*Passage cité*
---------------

La Cour était assistée lors des débats de Mme Sylvie GOMBAUD-SAINTONGE, greffière assistée de M. [E] [B], greffier stagiaire.
COMPOSITION DE LA COUR LORS DU DELIBERE :
Le magistrat chargé du rapport en a rendu compte à la Cour composée de Mme Graziella HAUDUIN, Présidente de chambre, Présidente, M. Douglas BERTHE, Président de chambre et Mme Clémence JACQUELINE, Conseillère, qui en ont délibéré conformément à la Loi.
PRONONCE DE L’ARRET :
Le 10 octobre 2024, l’arrêt a été prononcé par sa mise à disposition au greffe et la minute a été signée par Mme Graziella HAUDUIN, Présidente de chambre et Mme Sylvie GOMBAUD-SAINTONGE, greffière.
* *
DECISION :
M. [V] [Z] et Mme [M] [F] épouse [Z] ont, suivant acte du 22 octobre 2011, acheté un terrain sis [Adresse 2] à [Localité 1]. Selon permis de construire du 5 mars 2012 et procès-verbal de réception définitive de travaux en date du 13 septembre 2013, ils y ont fait construire une maison qui a par la suite présenté des fuites et infiltrations.
Une expertise a été ordonnée selon ordonnance de référé du 26 juillet 2019. M. [K] a commencé les opérations d’expertise, a été remplacé par M. [G] qui a établi une note le 22 mai 2023 et demandé une consignation complémentaire de 10 739,16 euros qui n’a pas été versée entraînant la caducité de la désignation de l’expert prononcée par une ordonnance du 5 décembre 2023.
Par actes de commissaire de justice des 17 et 18 octobre 2023, les époux [Z] ont fait assigner la SA Coquart, chargée du gros oeuvre, la SAS IRD, couvreur, et la SA Fermetures de l’Aisne, chargée du lot menuiserie, ayant pour nom commercial Fermetures Leichnam, devant le juge des référés du tribunal judiciaire de Saint Quentin en paiement de provision.
Par ordonnance de référé réputée contradictoire du 21 décembre 2023, le juge des référés a déclaré irrecevable la demande des époux [Z], dit qu’ils supporteront la charge des dépens de l’instance de référé et rejeté les demandes d’article 700 du code de procédure civile.
M. et Mme [Z] ont interjeté appel de cette décision par déclaration du 19 janvier 2024.

---------------

*Contenu des données*
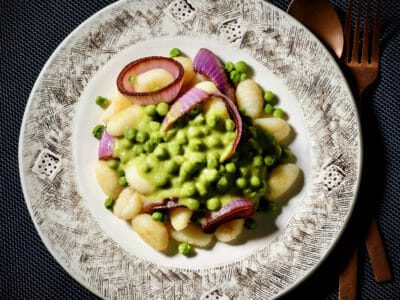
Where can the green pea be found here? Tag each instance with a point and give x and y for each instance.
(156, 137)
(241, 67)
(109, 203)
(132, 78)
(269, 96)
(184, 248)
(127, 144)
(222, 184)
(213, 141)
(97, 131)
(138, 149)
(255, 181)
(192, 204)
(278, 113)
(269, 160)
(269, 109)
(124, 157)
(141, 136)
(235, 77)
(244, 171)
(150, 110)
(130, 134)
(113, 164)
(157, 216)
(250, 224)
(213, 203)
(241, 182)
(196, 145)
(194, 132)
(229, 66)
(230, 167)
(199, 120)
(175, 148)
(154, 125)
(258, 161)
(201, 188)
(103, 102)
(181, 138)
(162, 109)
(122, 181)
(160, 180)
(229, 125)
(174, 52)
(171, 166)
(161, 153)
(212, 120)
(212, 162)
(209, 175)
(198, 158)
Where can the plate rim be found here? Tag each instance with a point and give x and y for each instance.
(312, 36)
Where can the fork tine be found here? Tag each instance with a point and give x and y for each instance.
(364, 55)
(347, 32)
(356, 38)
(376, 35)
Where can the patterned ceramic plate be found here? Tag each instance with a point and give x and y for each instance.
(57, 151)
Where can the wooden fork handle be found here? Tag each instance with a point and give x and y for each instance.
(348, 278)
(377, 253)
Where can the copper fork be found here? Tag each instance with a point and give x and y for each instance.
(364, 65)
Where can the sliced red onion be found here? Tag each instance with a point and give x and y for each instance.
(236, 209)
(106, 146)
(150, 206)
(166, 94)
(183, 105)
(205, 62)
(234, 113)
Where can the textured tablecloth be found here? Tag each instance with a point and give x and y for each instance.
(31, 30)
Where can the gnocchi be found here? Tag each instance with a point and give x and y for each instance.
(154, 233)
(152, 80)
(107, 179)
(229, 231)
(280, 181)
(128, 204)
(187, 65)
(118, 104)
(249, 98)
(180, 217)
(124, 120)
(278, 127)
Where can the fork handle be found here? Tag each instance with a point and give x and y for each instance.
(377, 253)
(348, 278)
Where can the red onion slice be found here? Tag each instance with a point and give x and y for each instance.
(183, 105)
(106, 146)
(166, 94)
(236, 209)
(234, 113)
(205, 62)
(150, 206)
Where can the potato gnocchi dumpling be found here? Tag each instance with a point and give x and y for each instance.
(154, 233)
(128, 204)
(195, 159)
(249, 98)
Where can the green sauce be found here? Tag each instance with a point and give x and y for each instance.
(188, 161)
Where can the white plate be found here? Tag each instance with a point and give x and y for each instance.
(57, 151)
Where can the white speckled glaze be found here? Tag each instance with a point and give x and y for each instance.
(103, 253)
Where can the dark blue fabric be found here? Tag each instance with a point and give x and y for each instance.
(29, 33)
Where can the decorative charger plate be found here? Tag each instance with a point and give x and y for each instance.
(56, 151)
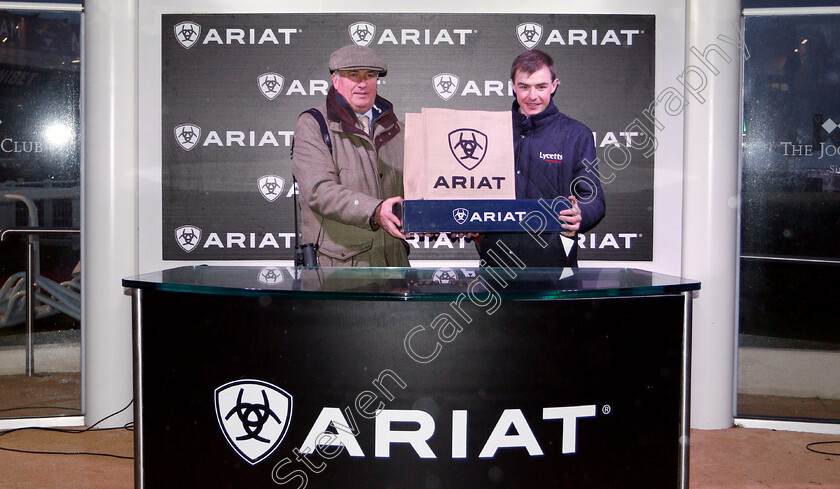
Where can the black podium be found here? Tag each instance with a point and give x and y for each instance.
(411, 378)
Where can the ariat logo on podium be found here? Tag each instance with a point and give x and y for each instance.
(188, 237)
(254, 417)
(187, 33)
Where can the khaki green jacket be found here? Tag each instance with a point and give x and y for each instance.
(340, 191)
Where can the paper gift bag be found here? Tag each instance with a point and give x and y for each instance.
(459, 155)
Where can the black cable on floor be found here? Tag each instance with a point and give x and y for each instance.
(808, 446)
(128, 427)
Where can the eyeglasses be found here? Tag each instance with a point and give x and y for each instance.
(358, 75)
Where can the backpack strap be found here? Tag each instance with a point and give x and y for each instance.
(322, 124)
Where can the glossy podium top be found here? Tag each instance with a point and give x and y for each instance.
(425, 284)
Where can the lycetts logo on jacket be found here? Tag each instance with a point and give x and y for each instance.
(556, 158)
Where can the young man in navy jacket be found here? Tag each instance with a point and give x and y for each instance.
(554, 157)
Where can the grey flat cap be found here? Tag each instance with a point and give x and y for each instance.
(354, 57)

---------------

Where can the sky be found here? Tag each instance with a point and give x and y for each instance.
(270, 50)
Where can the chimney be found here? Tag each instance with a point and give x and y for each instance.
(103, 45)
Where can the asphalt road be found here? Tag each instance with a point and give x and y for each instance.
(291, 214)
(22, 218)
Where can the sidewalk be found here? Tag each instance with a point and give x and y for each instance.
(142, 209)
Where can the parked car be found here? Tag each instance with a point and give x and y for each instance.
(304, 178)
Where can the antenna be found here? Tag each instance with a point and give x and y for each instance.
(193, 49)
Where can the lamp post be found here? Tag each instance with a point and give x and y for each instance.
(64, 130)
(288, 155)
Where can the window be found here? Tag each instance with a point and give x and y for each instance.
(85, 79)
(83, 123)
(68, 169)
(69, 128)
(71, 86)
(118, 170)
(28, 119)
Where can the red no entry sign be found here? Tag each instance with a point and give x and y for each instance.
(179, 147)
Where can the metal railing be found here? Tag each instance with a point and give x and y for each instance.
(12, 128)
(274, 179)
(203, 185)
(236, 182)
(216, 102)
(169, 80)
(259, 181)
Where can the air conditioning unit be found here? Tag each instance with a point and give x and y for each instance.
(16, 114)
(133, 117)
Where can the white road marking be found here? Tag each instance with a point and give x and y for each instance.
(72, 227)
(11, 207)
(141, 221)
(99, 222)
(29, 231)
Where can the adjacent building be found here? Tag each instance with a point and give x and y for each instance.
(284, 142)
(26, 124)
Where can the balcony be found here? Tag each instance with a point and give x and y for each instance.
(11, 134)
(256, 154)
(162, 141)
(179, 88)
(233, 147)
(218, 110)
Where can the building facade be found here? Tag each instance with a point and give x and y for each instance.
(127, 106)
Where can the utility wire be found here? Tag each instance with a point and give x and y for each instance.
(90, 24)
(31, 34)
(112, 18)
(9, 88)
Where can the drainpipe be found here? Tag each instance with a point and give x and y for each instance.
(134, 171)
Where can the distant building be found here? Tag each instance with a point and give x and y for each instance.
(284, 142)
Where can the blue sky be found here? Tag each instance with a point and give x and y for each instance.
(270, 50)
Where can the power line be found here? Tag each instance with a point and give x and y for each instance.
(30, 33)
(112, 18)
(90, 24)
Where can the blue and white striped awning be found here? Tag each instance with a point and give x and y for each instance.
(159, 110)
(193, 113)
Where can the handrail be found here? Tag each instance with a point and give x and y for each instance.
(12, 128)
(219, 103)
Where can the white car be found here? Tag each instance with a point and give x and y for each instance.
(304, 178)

---------------

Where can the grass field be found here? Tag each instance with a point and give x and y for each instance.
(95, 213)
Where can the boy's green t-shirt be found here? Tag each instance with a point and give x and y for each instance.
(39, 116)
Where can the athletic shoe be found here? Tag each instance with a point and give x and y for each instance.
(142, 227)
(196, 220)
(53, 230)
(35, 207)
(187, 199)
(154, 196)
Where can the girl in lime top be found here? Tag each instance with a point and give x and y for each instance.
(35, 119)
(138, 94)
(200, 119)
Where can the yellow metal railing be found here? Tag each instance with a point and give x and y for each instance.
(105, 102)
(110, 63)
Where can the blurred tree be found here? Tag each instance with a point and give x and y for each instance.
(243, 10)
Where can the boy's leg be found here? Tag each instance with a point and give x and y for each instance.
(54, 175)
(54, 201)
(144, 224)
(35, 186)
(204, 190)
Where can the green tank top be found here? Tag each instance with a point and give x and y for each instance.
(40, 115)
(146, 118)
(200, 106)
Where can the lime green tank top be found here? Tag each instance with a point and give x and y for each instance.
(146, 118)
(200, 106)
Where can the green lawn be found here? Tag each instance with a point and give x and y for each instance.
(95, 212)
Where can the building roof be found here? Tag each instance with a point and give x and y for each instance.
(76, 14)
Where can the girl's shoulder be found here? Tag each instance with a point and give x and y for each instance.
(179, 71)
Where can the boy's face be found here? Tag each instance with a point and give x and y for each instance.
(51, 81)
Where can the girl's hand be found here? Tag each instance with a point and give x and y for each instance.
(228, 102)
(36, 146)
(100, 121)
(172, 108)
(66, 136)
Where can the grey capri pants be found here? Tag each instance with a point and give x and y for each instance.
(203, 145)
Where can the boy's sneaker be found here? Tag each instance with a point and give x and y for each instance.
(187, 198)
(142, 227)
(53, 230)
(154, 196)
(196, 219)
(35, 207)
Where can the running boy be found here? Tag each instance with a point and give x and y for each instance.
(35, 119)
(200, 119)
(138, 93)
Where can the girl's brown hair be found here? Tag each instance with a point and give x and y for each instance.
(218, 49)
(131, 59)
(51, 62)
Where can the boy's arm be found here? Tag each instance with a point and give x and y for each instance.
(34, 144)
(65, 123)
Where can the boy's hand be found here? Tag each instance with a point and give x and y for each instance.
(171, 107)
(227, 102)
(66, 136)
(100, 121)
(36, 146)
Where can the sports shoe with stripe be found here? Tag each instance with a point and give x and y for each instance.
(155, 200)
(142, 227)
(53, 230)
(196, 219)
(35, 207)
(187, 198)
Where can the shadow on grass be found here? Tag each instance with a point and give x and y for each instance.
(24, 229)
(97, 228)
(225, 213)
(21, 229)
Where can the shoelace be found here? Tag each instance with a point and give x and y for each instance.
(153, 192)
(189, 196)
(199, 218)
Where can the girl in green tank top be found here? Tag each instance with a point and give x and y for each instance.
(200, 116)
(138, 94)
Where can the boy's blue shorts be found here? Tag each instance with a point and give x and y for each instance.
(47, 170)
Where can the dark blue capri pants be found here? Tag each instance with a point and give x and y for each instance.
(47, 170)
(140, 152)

---------------

*Objectif énoncé 1*
Indiquez si chacune des affirmations suivantes concorde avec l'extrait de l'arrêt, en répondant par oui ou par non et en citant à l'identique les mots qui tranchent : (a) la maison a été construite en vertu d'un permis de construire du 5 mars 2012 ; (b) la consignation complémentaire de 10 739,16 euros a été versée ; (c) la SAS IRD était chargée du lot menuiserie.
*Objectif énoncé 2*
Poursuivez l'extrait de l'arrêt en reprenant juste après sa dernière phrase.

*Corrigé 1*
(a) Oui : « Selon permis de construire du 5 mars 2012 ».
(b) Non : « qui n’a pas été versée ».
(c) Non : « la SAS IRD, couvreur, et la SA Fermetures de l’Aisne, chargée du lot menuiserie ».

*Corrigé 2*
Par leurs dernières conclusions signifiées le 29 mai 2024, ils demandent à la cour d’infirmer l’ordonnance entreprise, de débouter les intimées de leurs moyens fins et conclusions, à titre principal, de condamner solidairement, par provision, les intimées à leur payer une provision ad litem de 21 909,75 euros, subsidiairement, de répartir cette somme comme suit : société Coquart, 64% soit 14 022,29 euros, société Leichnam 21% soit 4 601,05 euros et la société IRD 15% soit 3 286,45 euros, les condamner solidairement au paiement par provision des dites sommes, les condamner au paiement de la somme de 5 000 euros en application des dispositions de l’article 700 du code de procédure civile, ainsi qu’aux entiers dépens.
Ils exposent que dans la note d’expertise en date du 22 janvier 2022, l’expert judiciaire a constaté l’existence de fuite et d’un défaut d’étanchéité au niveau de la fenêtre de la salle de bains et en terrasses et retient la responsabilité des entreprises intimées quant aux désordres observés. Ils évaluent leur créance au montant des frais d’expertise déjà engagés par eux ou réclamés à titre de provision, soit 21 909,75 euros. Ils indiquent que les entreprises n’ont jamais contesté leur responsabilité auprès de l’expert.
Subsidiairement, ils proposent de répartir la provision en fonction de la part des marchés de ces entreprises dans le coût global de la construction.
Par ses dernières conclusions signifiées le 3 avril 2024, la S.A. Coquart demande à la cour de confirmer en toutes ses dispositions l’ordonnance entreprise, en tout état de cause, débouter les époux [Z] de l’ensemble de leurs conclusions, condamner les époux [Z] au paiement d’une indemnité de 1 000 euros au titre des frais irrépétibles outre les dépens.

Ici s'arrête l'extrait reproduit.